> TEXT EXCERPT
Wednesday, March 10, 2010

ADAM'S ALE: TOO OLD AND SICK TO SIN?

TOO OLD AND SICK TO SIN?: "
Father, I am 75 years old. I can’t go out. I sit around the house all day. What can I do?”

This is heard more often than I like to think in the confessional. In essence a person is saying that they are sin free because they are incapable of doing anything anyway. But none of us is sin free. “Anyone who says he is without sin calls God a liar.”

Sin may take on a drastically new and unfamiliar face however. A person may no longer be able to be (or have the desire to be) unchaste or steal a car or fly an airplane into a building. When one is capable of such terrible sins not saying grace before meals may seem so trivial as to not be worth mentioning. We have bigger fish to fry. But when you sin capacity is reduced, things that once seemed picayune are now greater in proportion because to be honest, if we are physically and situationally less capable of sinning, we are also have less opportunities to be loving. So our focus on our examination of conscience must become recalibrated, more refined, and more thoughtful.

Here are some things to consider. This is not an exhaustive check off list of sins for shut-ins, but a springboard for further thought.

> LIST OF TASKS
**1.** Quote the blog post on sin in old age word for word, between "Sin may take" and "for further thought.", inclusive.
**2.** Write the next part of the blog post on sin in old age, picking up right after its final sentence.
The items that follow are separate material from the blog post on sin in old age.

> DATA EXTRACT
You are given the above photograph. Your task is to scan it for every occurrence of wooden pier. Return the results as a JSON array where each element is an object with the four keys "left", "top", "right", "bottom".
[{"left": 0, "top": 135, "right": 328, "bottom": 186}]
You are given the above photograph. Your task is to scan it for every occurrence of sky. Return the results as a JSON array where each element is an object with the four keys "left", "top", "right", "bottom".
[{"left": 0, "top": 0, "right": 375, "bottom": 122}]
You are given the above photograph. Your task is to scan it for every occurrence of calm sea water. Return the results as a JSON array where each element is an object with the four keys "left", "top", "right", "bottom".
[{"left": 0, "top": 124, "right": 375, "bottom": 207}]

> ACTIVITY ANSWERS
**1.**
Sin may take on a drastically new and unfamiliar face however. A person may no longer be able to be (or have the desire to be) unchaste or steal a car or fly an airplane into a building. When one is capable of such terrible sins not saying grace before meals may seem so trivial as to not be worth mentioning. We have bigger fish to fry. But when you sin capacity is reduced, things that once seemed picayune are now greater in proportion because to be honest, if we are physically and situationally less capable of sinning, we are also have less opportunities to be loving. So our focus on our examination of conscience must become recalibrated, more refined, and more thoughtful.

Here are some things to consider. This is not an exhaustive check off list of sins for shut-ins, but a springboard for further thought.

**2.**
With more time on your hands have you developed an exponentially greater relationship with God? Has your prayer time greatly increased? Have you developed a habit of contemplation and meditation? Have you gotten to be old friends with God? Have you taken time to read Scripture? Have you shared your friendship with God with others?

Have you carelessly used God’s name Who we are to love above all else? Is His name reverenced by you? As an elder have you attempted to gently correct those around you who take His name so?

Have you made an effort to attend Mass and other services that are available to you? Have you made arrangements to receive Holy Communion and confession if you are unable to get to Mass? Do you do something special to mark Sundays and Holy Days of obligation? Are the people around you aware that you are Catholic and what services you desire should you become very ill?

Have you become that elder in the Church through your example and love and have so lead others to Christ? Have you actively worked and bringing peace and forgiveness to your family? Do you pray for your deceased relatives and friends? Do you support and assist your children in their roles as spouse and parent? Have you supported your grandchildren in the faith?

Do you speak about others in gossip? Do you harbor ill or unkind thoughts of others? Are you always kind to your caretakers? Are you always patient when you are in the role as caretaker? Are you honest with your doctor about your health? Do you take care of yourself, eat well and get enough sleep? Do you follow the directions of your doctor? Do you fulfill what your therapist asks you to do? Are you faithful about your medication? When the burdens of taking care of someone else becomes more than you can do well, are you able to admit it and seek help?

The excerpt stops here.